* Excerpt *

NBA.tpl

<!--head
meta:
  title: NBA players in 2012-13
  description: MDS and k-means clustering of player sport-statistics in chosen NBA team.
  author: Rapporter Team (@rapporter)
  packages:
  - cluster
  - directlabels
  - fpc
  - ggplot2
inputs:
- required: yes
  class: character
  name: teamname
  label: Team Name
  standalone: yes
  value: Miami Heat
  length:
    min: 1.0
    max: 1.0
  description: Name of the Team
  matchable: yes
  options:
  - Atlanta Hawks
  - Boston Celtics
  - Brooklyn Nets
  - Charlotte Hornets
  - Chicago Bulls
  - Cleveland Cavaliers
  - Dallas Mavericks
  - Denver Nuggets
  - Detroit Pistons
  - Golden State Warriors
  - Houston Rockets
  - Indiana Pacers
  - Los Angeles Clippers
  - Los Angeles Lakers
  - Memphis Grizzles
  - Miami Heat
  - Milwaukee Bucks
  - Minnesota Timberwolves
  - New Orleans Hornets
  - New York Knicks
  - Oklahoma City Thunder
  - Orlando Magic
  - Philadelphia 76ers
  - Phoenix Suns
  - Portland TrailBlazers
  - Sacramento Kings
  - San Antonio Spurs
  - Toronto Raptors
  - Utah Jazz
  - Washington Wizards
  allow_multiple: no
- required: yes
  class: character
  name: variables
  label: Variables
  standalone: yes
  value: ~
  length:
    min: 2.0
    max: 40.0
  description: Calculations are based on these variables
  matchable: yes
  options:
  - Age
  - Games Played
  - Games Started
  - Minutes Played
  - Field Goals
  - Field Goal Attempts
  - Three-Point Field Goals
  - Three-Point Field Goal Attempts
  - Free Throws
  - Free Throw Attempts
  - Offensive Rebounds
  - Defensive Rebounds
  - Total Rebounds
  - Assists
  - Steals
  - Blocks
  - Turnovers
  - Personal Faults
  - Points
  - Field Goal Percentage
  - Three-Point Field Goal Percentage
  - Free Throw Percentage
  allow_multiple: yes
- required: no
  class: integer
  name: clust_num
  label: Number of Clusters
  standalone: yes
  value: ~
  length:
    min: 1.0
    max: 1.0
  description: One can set the Number of the Clusters for the K-Mean Clustering
  limit:
    min: 1.0
    max: 5.0
head-->

Below you are able to check how the <%=teamname%> build up. Later you can answer the question: are there any statistical base of grouping the players in this team?

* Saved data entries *
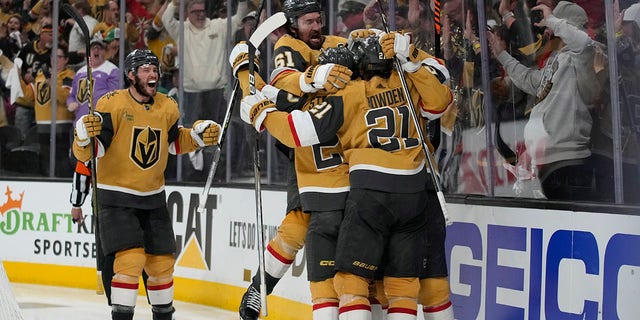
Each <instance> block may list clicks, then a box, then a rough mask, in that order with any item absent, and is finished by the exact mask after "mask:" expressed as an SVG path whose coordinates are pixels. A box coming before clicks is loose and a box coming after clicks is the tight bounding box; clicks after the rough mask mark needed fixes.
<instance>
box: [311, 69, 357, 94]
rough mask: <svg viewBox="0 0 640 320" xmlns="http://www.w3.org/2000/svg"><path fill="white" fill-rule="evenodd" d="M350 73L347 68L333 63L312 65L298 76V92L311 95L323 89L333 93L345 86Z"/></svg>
mask: <svg viewBox="0 0 640 320" xmlns="http://www.w3.org/2000/svg"><path fill="white" fill-rule="evenodd" d="M352 73H353V72H351V70H349V68H347V67H345V66H341V65H337V64H333V63H327V64H323V65H313V66H310V67H309V68H307V70H305V71H304V72H303V73H302V74H300V90H302V92H306V93H313V92H317V91H318V90H320V89H324V90H326V91H327V92H329V93H334V92H336V91H338V90H340V89H342V88H344V87H345V86H346V84H347V82H349V80H351V74H352Z"/></svg>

* Assigned task A *
Answer these questions about the NBA template:
(i) What is the default value of the team name input?
(ii) What are the smallest and largest numbers of values the variables input accepts?
(iii) Between what limits must the number of clusters fall?
* Assigned task B *
Continue the NBA template from its last line.

* Your response A *
(i) Miami Heat
(ii) At least 2 and at most 40
(iii) From 1 to 5

* Your response B *
It can be interesting to see if there were cliques for the best players, mostly the players differ according to their positions or there are other effects which could be detected.
Rapporter will present you two ways to observe that:

  - [Multidimensional-scaling (MDS)](http://en.wikipedia.org/wiki/Multidimensional_scaling)
  - [K-means Clustering](http://en.wikipedia.org/wiki/K-means_clustering)

## MDS

In this part one can check that how <%=teamname%> looks in a two-dimensional view, so which players are similar to each other and which aren't.
The distances were computed based on the standardized form of the variables: <%= variables%>

<%=
nba <- rp.data
player_name <- nba[nba$Team == teamname,1]
Position <- nba[nba$Team == teamname,2]
nba <- nba[nba$Team == teamname, variables]
rownames(nba) <- player_name
nba <- scale(na.omit(nba))
d <- dist(nba)
fit <- cmdscale(d, eig=TRUE, k = 2)
x <- fit$points[, 1]
y <- fit$points[, 2]
plot(x, y, xlab="Coordinate 1", ylab="Coordinate 2", xlim=c((min(x)*1.15),(max(x)*1.15)),ylim=c((min(y)*1.15),(max(y)*1.15)), main="Metric  MDS",   type="n")
+text(x, y, labels = row.names(nba), cex=1.1, col=panderOptions("graph.colors")[as.numeric(Position)])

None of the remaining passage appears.